Written instruction 1: Copy out, without any changes, the entries running from the line that contains "Task: point to the finger." through the end of the entries, including both of those lines.

Excerpt:
****************************************
# Hybrid Retrieval Pipeline
Combining the keyword-based and embedding-based retrieval techniques, leveraging the strenghts of both approaches. 

Keyword-Based (TFDF, BM25) is the sparse retrieval which excels in matching keywords.

Embedding-Based is the dense embeddings, which excel in grasping the contextual nuances of the query.

In [25]:
from haystack.document_stores.in_memory import InMemoryDocumentStore

document_store = InMemoryDocumentStore()

#### Fetching and Processing Documents
Using the PubMed Abstract Papers

In [26]:
from datasets import load_dataset
from haystack import Document

dataset = load_dataset("anakin87/medrag-pubmed-chunk", split="train")

docs = []
for doc in dataset:
    docs.append(
        Document(content=doc["contents"], meta={
            "title": doc["title"],
            "abstract": doc["content"],
            "pmid": doc["id"]
        })
    )

#### Indexing Documents with Pipeline
We then create a pipeline to store the data in the document store with their embedding.


The pipeline we will use a DocumentSplitter to split documents into chunks of 512 words. We use 512 here because this is the token limit of the model BAAI/bge-small-end-v1.5. Update the limit based on the model you are using.

In [27]:
from haystack.components.writers import DocumentWriter
from haystack.components.embedders import SentenceTransformersDocumentEmbedder
from haystack.components.preprocessors.document_splitter import DocumentSplitter
from haystack import Pipeline
from haystack.utils import ComponentDevice

document_splitter = DocumentSplitter(split_by="word", split_length=512, split_overlap=32 )
document_embedder = SentenceTransformersDocumentEmbedder(
    model="BAAI/bge-small-en-v1.5", device=ComponentDevice.from_str("cuda:0")
)
document_writer = DocumentWriter(document_store)

indexing_pipeline = Pipeline()
****************************************
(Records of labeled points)

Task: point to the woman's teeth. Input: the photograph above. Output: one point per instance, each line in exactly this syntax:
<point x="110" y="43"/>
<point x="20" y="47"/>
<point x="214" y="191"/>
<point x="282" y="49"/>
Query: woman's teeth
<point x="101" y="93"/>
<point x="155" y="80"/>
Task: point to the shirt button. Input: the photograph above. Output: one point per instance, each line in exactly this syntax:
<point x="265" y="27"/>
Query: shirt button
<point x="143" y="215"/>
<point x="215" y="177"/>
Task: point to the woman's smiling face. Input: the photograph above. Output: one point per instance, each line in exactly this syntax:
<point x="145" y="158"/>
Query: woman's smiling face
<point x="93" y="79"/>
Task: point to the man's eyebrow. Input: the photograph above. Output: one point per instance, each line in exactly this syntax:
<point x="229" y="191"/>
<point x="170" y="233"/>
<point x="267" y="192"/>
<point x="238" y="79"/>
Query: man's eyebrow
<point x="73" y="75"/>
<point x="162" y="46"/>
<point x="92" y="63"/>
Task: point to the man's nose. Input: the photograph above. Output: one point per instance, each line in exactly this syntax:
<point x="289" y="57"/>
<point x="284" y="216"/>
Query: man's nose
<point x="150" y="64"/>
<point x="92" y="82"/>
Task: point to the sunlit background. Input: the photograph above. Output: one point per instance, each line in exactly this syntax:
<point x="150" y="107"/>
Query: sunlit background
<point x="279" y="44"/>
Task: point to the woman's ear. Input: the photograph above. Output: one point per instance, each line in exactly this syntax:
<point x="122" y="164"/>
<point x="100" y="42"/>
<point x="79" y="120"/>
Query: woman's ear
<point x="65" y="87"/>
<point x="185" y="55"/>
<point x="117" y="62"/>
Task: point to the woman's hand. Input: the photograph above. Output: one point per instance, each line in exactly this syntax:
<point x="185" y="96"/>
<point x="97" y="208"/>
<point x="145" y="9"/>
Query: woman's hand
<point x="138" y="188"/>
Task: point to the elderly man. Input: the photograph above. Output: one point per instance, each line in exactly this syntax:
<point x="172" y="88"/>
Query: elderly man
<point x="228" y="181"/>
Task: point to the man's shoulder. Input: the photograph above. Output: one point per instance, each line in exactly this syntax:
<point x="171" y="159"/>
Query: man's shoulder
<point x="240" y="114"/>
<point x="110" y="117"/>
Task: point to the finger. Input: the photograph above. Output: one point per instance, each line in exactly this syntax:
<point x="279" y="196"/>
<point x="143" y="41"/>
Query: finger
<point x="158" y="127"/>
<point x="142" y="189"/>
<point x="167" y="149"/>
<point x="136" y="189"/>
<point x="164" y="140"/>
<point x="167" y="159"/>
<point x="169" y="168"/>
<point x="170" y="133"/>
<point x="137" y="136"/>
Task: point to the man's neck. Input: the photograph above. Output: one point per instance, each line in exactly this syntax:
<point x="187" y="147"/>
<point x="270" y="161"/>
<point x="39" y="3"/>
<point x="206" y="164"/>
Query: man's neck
****************************************
Written instruction 2: In the hybrid retrieval text, what are embedding-based dense embeddings said to excel at?

Response 1:
Task: point to the finger. Input: the photograph above. Output: one point per instance, each line in exactly this syntax:
<point x="279" y="196"/>
<point x="143" y="41"/>
Query: finger
<point x="158" y="127"/>
<point x="142" y="189"/>
<point x="167" y="149"/>
<point x="136" y="189"/>
<point x="164" y="140"/>
<point x="167" y="159"/>
<point x="169" y="168"/>
<point x="170" y="133"/>
<point x="137" y="136"/>
Task: point to the man's neck. Input: the photograph above. Output: one point per instance, each line in exactly this syntax:
<point x="187" y="147"/>
<point x="270" y="161"/>
<point x="39" y="3"/>
<point x="206" y="164"/>
Query: man's neck

Response 2: They excel at grasping the contextual nuances of the query.